Why not perfect reconstruction?

  • 2 components < 4 original features
  • 4% variance discarded
  • Trade-off: compression vs accuracy

Step 6: Principal Component Loadings

Feature Importance

 Component    Sepal L    Sepal W    Petal L    Petal W
──────────────────────────────────────────────────────
       PC1     0.5310    -0.2026     0.5901     0.5734
       PC2    -0.3407    -0.9400     0.0033    -0.0201

Interpretation

PC1 (overall size):

  • Positive loadings: Sepal L (0.53), Petal L (0.59), Petal W (0.57)
  • Negative loading: Sepal W (-0.20)
  • Meaning: Larger flowers score high on PC1
  • Separates Setosa (small) vs Virginica (large)

PC2 (petal vs sepal differences):

  • Strong negative: Sepal W (-0.94)
  • Near-zero: Petal L (0.003), Petal W (-0.02)
  • Meaning: Captures sepal width variation
  • Separates species by sepal shape

Mathematical Properties

Orthogonality: PC1 ⊥ PC2

let components = pca.components()?;
let dot_product = (0..4).map(|k| {
    components.get(0, k) * components.get(1, k)
}).sum::<f32>();
assert!(dot_product.abs() < 1e-6); // ≈ 0

Unit length: ‖v_i‖ = 1

let norm_sq = (0..4).map(|k| {
    let val = components.get(0, k);
    val * val
}).sum::<f32>();
assert!((norm_sq.sqrt() - 1.0).abs() < 1e-6); // ≈ 1

Performance Metrics

Time Complexity

OperationIris DatasetGeneral (n×p)
Standardization0.12 msO(n·p)
Covariance0.05 msO(p²·n)
Eigendecomposition0.03 msO(p³)
Transform0.02 msO(n·k·p)
Total0.22 msO(p³ + p²·n)

Bottleneck: Eigendecomposition O(p³)

  • Iris: p=4, very fast (0.03 ms)
  • High-dimensional: p>10,000, use truncated SVD

Memory Usage

Iris example:

  • Centered data: 30×4×4 = 480 bytes
  • Covariance matrix: 4×4×4 = 64 bytes
  • Components stored: 2×4×4 = 32 bytes
  • Total: ~576 bytes

General formula: 4(n·p + p²) bytes

Key Takeaways

When to Use PCA

Visualization: Reduce to 2D/3D for plotting
Preprocessing: Remove correlated features before ML
Compression: Reduce storage by 50%+ with minimal information loss
Denoising: Discard low-variance (noisy) components

PCA Assumptions

  1. Linear relationships: PCA captures linear structure only
  2. Variance = importance: High-variance directions are informative
  3. Standardization required: Features must be on similar scales
  4. Orthogonal components: Each PC independent of others

Best Practices

  1. Always standardize before PCA (unless features already scaled)

### WORK TO COMPLETE
A - In the PCA walkthrough, which operation is named as the bottleneck?
B - Print the PCA walkthrough between "Time Complexity" and "Bottleneck: Eigendecomposition O(p³)", inclusive.
C - Give what follows in the PCA walkthrough after its final line.

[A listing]
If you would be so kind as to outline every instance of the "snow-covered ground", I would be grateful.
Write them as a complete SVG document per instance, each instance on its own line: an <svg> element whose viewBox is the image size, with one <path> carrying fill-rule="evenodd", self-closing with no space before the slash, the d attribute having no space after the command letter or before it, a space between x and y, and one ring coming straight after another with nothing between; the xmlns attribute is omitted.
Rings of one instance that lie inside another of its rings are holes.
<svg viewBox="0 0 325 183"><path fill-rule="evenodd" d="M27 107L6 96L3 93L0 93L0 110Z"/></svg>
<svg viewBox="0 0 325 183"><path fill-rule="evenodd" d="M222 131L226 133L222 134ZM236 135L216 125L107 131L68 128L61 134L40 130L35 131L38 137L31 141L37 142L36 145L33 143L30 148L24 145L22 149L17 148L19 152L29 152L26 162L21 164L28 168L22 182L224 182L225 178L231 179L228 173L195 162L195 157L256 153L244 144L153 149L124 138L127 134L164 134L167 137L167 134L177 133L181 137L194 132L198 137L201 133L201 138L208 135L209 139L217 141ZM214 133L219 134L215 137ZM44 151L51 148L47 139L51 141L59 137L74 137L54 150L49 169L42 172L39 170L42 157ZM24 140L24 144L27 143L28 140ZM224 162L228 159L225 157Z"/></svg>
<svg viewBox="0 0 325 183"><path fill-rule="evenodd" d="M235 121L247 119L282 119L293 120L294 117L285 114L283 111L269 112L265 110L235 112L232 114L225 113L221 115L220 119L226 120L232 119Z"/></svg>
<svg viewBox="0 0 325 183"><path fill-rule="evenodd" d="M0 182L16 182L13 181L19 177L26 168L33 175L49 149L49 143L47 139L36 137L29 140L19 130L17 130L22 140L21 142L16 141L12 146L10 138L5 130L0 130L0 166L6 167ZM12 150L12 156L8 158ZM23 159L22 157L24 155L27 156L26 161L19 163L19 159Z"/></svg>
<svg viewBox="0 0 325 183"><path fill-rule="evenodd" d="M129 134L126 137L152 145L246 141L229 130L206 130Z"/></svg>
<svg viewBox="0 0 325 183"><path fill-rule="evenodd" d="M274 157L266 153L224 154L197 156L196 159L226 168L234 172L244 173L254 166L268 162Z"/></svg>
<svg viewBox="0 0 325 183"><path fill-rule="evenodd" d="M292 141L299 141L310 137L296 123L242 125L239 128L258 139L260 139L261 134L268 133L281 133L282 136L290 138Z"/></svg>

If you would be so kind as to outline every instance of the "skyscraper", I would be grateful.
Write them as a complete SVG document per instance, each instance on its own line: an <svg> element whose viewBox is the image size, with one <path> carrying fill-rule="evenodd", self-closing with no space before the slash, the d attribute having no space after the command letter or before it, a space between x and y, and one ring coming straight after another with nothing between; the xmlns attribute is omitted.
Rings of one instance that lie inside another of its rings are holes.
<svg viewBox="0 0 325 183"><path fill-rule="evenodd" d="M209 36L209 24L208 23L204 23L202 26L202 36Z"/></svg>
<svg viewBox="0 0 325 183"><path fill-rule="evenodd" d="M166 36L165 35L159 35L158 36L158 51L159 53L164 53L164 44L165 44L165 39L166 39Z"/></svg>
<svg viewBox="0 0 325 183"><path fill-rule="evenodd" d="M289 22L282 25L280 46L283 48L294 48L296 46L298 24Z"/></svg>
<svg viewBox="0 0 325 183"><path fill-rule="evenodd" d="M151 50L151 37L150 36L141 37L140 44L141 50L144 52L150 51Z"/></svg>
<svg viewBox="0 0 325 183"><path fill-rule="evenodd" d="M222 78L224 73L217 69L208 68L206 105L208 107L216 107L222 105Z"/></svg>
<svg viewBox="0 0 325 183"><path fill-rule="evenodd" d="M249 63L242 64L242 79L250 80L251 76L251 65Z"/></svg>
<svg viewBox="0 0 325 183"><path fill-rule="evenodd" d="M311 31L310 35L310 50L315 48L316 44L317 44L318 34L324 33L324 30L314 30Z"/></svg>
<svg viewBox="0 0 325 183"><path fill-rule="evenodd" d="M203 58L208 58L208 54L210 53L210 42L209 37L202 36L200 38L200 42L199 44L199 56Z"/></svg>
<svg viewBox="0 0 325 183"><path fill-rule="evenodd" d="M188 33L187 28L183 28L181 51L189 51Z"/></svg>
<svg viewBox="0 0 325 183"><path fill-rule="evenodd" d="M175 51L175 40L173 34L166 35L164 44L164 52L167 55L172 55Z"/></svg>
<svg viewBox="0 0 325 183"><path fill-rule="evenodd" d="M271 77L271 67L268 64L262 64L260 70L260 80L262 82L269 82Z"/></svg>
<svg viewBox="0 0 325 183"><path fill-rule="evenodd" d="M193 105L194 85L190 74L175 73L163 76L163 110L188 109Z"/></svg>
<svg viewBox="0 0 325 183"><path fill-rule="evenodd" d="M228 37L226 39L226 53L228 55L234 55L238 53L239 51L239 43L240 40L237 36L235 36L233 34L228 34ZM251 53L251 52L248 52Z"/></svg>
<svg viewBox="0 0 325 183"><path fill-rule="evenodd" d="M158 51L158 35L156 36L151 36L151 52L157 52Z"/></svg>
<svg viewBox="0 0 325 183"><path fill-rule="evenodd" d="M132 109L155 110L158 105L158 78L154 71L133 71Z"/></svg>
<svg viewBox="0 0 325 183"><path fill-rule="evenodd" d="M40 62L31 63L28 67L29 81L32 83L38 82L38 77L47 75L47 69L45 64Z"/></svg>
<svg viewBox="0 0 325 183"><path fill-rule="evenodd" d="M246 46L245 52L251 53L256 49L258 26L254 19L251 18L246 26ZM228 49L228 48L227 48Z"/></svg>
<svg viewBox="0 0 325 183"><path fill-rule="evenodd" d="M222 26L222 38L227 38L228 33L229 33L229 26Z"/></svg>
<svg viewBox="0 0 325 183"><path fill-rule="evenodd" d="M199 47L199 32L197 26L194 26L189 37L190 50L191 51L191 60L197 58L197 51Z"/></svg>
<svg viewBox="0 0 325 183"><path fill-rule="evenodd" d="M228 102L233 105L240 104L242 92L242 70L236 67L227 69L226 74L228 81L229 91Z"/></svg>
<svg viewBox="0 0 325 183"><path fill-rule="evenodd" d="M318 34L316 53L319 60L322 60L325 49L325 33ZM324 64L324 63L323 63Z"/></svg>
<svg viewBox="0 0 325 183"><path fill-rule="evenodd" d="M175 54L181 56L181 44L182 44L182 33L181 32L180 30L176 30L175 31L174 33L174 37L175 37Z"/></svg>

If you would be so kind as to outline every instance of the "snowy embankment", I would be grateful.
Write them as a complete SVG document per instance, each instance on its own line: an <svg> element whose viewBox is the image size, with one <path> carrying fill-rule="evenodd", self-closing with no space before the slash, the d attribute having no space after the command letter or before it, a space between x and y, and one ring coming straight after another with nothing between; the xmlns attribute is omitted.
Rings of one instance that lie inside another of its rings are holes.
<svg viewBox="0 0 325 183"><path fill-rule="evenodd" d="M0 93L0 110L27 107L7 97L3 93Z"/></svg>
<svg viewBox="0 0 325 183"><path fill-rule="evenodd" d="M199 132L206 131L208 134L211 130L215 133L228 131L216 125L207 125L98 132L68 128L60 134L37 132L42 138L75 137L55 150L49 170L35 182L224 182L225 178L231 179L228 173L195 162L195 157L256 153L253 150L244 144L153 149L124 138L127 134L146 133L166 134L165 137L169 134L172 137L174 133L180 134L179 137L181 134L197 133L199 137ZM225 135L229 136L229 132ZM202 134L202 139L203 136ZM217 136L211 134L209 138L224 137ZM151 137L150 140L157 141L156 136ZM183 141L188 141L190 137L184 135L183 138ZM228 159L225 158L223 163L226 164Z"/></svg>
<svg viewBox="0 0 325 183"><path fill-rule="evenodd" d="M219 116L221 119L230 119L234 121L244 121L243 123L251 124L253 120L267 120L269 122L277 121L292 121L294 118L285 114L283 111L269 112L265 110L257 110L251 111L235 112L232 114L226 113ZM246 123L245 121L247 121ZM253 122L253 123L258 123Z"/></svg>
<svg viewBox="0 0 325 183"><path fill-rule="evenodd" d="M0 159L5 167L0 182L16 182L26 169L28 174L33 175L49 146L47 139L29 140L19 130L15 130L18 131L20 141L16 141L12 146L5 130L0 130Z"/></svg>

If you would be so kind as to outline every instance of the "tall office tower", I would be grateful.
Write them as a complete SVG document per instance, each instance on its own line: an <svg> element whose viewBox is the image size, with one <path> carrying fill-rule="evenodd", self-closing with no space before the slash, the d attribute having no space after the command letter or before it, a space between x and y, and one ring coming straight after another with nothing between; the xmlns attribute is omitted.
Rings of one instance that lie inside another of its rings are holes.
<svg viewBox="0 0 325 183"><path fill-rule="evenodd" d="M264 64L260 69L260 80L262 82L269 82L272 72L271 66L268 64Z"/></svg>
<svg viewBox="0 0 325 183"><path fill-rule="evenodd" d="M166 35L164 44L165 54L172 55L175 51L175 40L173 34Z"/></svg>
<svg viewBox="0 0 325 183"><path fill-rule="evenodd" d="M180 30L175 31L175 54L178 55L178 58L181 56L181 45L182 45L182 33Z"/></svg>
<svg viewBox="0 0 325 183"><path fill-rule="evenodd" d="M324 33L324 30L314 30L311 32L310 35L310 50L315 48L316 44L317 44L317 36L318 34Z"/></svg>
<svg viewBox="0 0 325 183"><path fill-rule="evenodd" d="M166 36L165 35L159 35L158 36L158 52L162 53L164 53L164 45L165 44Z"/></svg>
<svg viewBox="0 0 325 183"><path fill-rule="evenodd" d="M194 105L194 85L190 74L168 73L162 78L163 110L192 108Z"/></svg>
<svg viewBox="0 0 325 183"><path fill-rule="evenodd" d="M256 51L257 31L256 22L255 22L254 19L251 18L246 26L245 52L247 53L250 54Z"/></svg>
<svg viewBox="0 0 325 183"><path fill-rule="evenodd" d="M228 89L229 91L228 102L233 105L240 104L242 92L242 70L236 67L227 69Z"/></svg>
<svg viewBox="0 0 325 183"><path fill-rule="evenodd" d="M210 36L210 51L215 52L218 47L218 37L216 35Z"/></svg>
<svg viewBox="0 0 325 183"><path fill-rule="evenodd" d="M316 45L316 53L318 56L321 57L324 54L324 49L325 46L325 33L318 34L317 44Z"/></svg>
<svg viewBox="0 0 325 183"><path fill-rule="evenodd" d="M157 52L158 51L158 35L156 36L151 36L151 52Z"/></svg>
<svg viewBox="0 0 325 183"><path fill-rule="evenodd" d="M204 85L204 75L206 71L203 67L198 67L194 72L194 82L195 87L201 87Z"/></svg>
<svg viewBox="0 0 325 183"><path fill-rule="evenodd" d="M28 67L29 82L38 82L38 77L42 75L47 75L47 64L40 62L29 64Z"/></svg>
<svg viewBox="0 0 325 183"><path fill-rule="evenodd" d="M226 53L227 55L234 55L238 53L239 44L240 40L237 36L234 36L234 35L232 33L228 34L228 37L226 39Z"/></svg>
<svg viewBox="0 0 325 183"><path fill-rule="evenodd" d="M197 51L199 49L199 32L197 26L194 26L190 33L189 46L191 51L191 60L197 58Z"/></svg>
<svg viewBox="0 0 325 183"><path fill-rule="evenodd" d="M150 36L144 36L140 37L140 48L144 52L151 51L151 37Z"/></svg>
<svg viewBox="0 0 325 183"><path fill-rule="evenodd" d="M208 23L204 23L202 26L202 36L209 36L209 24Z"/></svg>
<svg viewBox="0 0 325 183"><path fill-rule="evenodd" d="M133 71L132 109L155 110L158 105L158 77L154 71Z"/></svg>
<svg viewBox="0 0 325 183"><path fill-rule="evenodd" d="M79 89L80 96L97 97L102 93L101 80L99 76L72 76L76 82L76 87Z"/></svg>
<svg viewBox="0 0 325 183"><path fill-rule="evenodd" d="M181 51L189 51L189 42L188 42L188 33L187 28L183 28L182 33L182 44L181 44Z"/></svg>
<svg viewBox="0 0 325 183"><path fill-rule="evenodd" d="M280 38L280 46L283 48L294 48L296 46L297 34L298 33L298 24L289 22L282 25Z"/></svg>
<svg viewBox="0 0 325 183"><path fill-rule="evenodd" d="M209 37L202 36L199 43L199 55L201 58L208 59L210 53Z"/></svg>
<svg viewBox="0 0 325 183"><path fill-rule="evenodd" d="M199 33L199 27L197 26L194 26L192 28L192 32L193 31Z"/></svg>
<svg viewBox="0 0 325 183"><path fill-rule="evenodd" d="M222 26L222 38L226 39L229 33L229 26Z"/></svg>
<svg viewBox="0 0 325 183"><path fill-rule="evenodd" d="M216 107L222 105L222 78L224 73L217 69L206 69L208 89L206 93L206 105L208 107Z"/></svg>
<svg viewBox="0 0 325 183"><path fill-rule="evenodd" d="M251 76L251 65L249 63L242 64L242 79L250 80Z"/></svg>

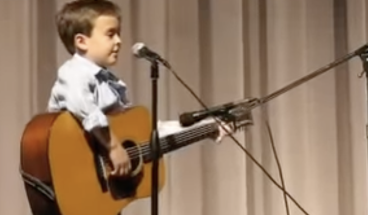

### EXPECTED RESULTS
A - Eigendecomposition, with complexity O(p³).

B -
Time Complexity

OperationIris DatasetGeneral (n×p)
Standardization0.12 msO(n·p)
Covariance0.05 msO(p²·n)
Eigendecomposition0.03 msO(p³)
Transform0.02 msO(n·k·p)
Total0.22 msO(p³ + p²·n)

Bottleneck: Eigendecomposition O(p³)

C -
  2. Check explained variance: Aim for 90-95% cumulative
  3. Interpret loadings: Understand what each PC represents
  4. Validate reconstruction: Low RMSE confirms quality
  5. Visualize 2D projection: Verify species separation

Full Code

use aprender::preprocessing::{StandardScaler, PCA};
use aprender::primitives::Matrix;
use aprender::traits::Transformer;

// 1. Load data
let data = Matrix::from_vec(30, 4, iris_data)?;

// 2. Standardize
let mut scaler = StandardScaler::new();
let scaled = scaler.fit_transform(&data)?;

// 3. Apply PCA
let mut pca = PCA::new(2);
let reduced = pca.fit_transform(&scaled)?;

// 4. Analyze variance
let var_ratio = pca.explained_variance_ratio().unwrap();
println!("Variance: {:.1}%", var_ratio.iter().sum::<f32>() * 100.0);

// 5. Reconstruct
let reconstructed_scaled = pca.inverse_transform(&reduced)?;
let reconstructed = scaler.inverse_transform(&reconstructed_scaled)?;

// 6. Compute error
let rmse = compute_rmse(&data, &reconstructed);
println!("RMSE: {:.4}", rmse);

Further Exploration

Try different n_components:

let mut pca1 = PCA::new(1);  // ~71% variance
let mut pca3 = PCA::new(3);  // ~99% variance
let mut pca4 = PCA::new(4);  // 100% variance (perfect reconstruction)

Analyze per-species variance:

  • Compute PCA separately for each species
  • Compare principal directions
  • Identify species-specific variation patterns

Compare with other methods:

  • LDA: Supervised dimensionality reduction (uses labels)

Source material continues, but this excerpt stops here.